- _Exercise description_
Rewrite the material as a JSON list of strings, one string per line with blank lines omitted, starting at the line that contains "branch in the photo above." and ending at the final line of the material.

- _Information supplied_
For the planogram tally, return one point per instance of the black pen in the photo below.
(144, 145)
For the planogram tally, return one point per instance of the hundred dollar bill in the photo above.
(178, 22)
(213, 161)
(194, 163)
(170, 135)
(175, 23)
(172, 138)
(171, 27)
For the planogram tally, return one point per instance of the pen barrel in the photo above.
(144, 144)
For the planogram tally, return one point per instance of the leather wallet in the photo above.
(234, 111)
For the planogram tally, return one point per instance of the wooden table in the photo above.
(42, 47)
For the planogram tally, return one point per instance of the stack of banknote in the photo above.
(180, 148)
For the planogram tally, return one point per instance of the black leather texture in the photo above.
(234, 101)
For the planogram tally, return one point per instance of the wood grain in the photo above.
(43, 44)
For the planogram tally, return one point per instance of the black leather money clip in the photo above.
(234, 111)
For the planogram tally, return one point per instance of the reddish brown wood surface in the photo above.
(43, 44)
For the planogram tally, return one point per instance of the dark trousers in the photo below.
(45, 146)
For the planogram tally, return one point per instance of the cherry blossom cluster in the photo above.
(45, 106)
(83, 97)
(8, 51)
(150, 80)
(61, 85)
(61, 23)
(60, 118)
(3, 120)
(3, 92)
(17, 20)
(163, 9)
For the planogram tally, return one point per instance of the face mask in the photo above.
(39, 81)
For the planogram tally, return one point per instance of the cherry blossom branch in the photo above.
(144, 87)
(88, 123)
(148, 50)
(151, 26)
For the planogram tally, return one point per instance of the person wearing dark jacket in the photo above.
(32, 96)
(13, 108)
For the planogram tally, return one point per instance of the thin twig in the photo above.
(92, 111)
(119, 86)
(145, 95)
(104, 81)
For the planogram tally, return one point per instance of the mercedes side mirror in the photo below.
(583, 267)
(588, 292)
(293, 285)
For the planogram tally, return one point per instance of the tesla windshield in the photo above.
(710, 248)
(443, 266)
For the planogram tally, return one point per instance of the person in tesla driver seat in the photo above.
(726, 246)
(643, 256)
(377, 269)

- _Answer to the exercise_
[
  "For the planogram tally, return one point per instance of the cherry blossom branch in the photo above.",
  "(144, 87)",
  "(88, 123)",
  "(148, 50)",
  "(151, 26)",
  "For the planogram tally, return one point per instance of the person wearing dark jacket in the photo above.",
  "(32, 96)",
  "(13, 108)",
  "For the planogram tally, return one point per instance of the thin twig in the photo above.",
  "(92, 111)",
  "(119, 86)",
  "(145, 95)",
  "(104, 81)",
  "For the planogram tally, return one point per instance of the mercedes side mirror in the photo below.",
  "(583, 267)",
  "(588, 292)",
  "(293, 285)",
  "For the planogram tally, return one point per instance of the tesla windshield in the photo above.",
  "(710, 248)",
  "(443, 266)",
  "For the planogram tally, return one point per instance of the person in tesla driver seat in the photo above.",
  "(726, 246)",
  "(643, 256)",
  "(377, 269)"
]